Write out the lines below as a numbered list, omitting any blank lines.

------ EXERCISE MATERIALS ------

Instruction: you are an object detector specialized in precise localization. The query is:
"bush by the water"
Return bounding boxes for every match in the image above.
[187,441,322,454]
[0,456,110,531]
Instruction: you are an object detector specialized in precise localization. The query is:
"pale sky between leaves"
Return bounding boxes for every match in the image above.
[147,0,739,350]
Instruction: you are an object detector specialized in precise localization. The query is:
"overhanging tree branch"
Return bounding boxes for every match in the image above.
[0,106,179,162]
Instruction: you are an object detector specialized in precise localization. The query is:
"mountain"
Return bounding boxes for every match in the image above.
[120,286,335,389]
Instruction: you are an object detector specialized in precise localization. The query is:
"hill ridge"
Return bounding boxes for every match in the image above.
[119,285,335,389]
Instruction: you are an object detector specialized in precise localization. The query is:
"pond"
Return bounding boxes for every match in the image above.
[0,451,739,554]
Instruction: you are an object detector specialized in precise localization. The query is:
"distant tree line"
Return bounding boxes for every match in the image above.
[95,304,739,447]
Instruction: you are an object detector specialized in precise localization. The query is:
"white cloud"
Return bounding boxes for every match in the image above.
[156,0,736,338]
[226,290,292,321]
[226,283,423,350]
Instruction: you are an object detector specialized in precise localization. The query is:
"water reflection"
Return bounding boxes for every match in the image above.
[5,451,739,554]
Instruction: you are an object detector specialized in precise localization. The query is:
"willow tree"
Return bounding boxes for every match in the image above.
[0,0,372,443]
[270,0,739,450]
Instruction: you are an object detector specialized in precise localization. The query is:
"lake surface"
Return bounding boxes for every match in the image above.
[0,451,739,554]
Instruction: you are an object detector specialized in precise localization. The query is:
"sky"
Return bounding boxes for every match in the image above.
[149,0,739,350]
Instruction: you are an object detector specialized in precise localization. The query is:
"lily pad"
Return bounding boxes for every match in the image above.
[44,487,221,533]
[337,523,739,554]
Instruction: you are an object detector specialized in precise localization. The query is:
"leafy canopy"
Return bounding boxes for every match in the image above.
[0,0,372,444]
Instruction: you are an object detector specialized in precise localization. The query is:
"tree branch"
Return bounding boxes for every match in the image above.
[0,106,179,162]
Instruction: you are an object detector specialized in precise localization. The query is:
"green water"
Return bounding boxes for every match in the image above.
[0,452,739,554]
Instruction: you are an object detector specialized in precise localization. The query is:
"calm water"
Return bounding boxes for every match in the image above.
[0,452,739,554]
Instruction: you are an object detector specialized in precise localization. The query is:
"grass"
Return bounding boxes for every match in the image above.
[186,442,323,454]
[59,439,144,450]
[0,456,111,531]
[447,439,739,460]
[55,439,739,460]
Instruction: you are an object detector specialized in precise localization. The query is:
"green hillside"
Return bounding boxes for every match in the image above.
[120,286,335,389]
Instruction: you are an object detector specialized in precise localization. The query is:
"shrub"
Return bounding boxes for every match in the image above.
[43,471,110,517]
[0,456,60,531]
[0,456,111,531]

------

[COMPLETE OUTPUT]
1. Instruction: you are an object detector specialized in precise localization. The query is:
2. "bush by the water"
3. Return bounding boxes for every match in the image above.
4. [187,441,322,454]
5. [0,456,110,531]
6. Instruction: you are an object detector specialized in precise localization. The query is:
7. "pale sky between leaves"
8. Return bounding boxes for every match in the image above.
9. [147,0,739,350]
10. Instruction: you are an object detector specialized in precise localization. The query is:
11. "overhanging tree branch"
12. Return bounding boxes for every match in the image above.
13. [0,106,179,162]
14. Instruction: you are an object detector specialized in precise localization. The query is:
15. "mountain"
16. Return bounding boxes for every match in the image above.
17. [120,286,335,389]
18. Instruction: you are an object detector specialized in precise localization. The query is:
19. "hill ridge"
20. Return bounding boxes for every match in the image above.
21. [119,285,335,389]
22. Instruction: you are an object detector specialized in precise localization. The query is:
23. "pond"
24. Return bounding boxes for every match in the image above.
25. [0,451,739,554]
26. Instruction: you are an object detector specialized in precise localization. The query is:
27. "distant tree line"
28. Return bounding boxes for every match in the image above.
29. [95,304,739,447]
30. Instruction: you are an object detector specialized in precise localization. The query is:
31. "white cloud"
32. Return bounding boxes for every match in the image above.
33. [156,0,736,338]
34. [226,290,292,321]
35. [226,283,423,350]
36. Instruction: you are an object detector specialized in precise localization. The query is:
37. "water reflection"
38. Return bounding boxes for every match in the image above.
39. [5,451,739,554]
40. Instruction: you are an object detector specialized in precise localization. The query is:
41. "willow tree"
42. Return bounding boxes for every match in the image above.
43. [0,0,372,443]
44. [270,0,739,450]
45. Instruction: you are an object detector specialized in precise localization. The query is:
46. "lake surface"
47. Return bounding boxes for every match in the image above.
48. [0,451,739,554]
49. Instruction: you are an object detector specialized in precise localization. The query is:
50. "sky"
51. Return bounding boxes for every match in the image above.
52. [149,0,739,350]
53. Instruction: you are an object detector specialized in precise localization. The query is:
54. "lily pad"
55. Return bounding boxes for every match in the image above.
56. [44,487,221,533]
57. [337,523,739,554]
58. Instruction: you are an object detector specialized in precise localization. The query is:
59. "leafy canopy"
60. Return bounding boxes for every match in the image above.
61. [0,0,372,444]
62. Instruction: you are an object detector specialized in precise localization. The query is:
63. "tree branch"
64. Return bounding boxes for every match in the image above.
65. [0,106,179,162]
66. Instruction: you are an object detector specialized in precise localization. The query is:
67. "green water"
68. Return bounding boxes for every match in the image above.
69. [0,452,739,554]
70. Instruction: you are an object detector specialized in precise localization. The query is:
71. "calm water"
72. Return bounding boxes for every match in the image above.
73. [0,452,739,554]
74. Instruction: you are an object detector specialized in precise localization. The query is:
75. "grass"
76. Return bounding boxes for every match in the image above.
77. [186,442,323,454]
78. [59,439,144,450]
79. [0,456,111,531]
80. [447,439,739,460]
81. [55,439,739,460]
82. Instruction: you are an object detector specialized in precise localization. The query is:
83. "green hillside"
84. Return bounding boxes for every match in the image above.
85. [120,286,335,389]
86. Instruction: you are an object detector specialized in precise localization. The query is:
87. "shrub"
88. Return bounding boxes for every match in the image above.
89. [43,471,110,517]
90. [0,456,60,531]
91. [0,456,111,531]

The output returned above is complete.